++++ Entries supplied

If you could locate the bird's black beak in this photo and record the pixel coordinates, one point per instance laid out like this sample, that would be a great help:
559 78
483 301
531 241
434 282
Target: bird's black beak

++++++++

| Your assignment |
Exactly as they stand, repeat all the records.

| Solution |
If you could locate the bird's black beak in this photo and record the pixel coordinates, one point per instance laid out like this sample, that would be a great help:
559 78
483 301
531 241
434 282
Target: bird's black beak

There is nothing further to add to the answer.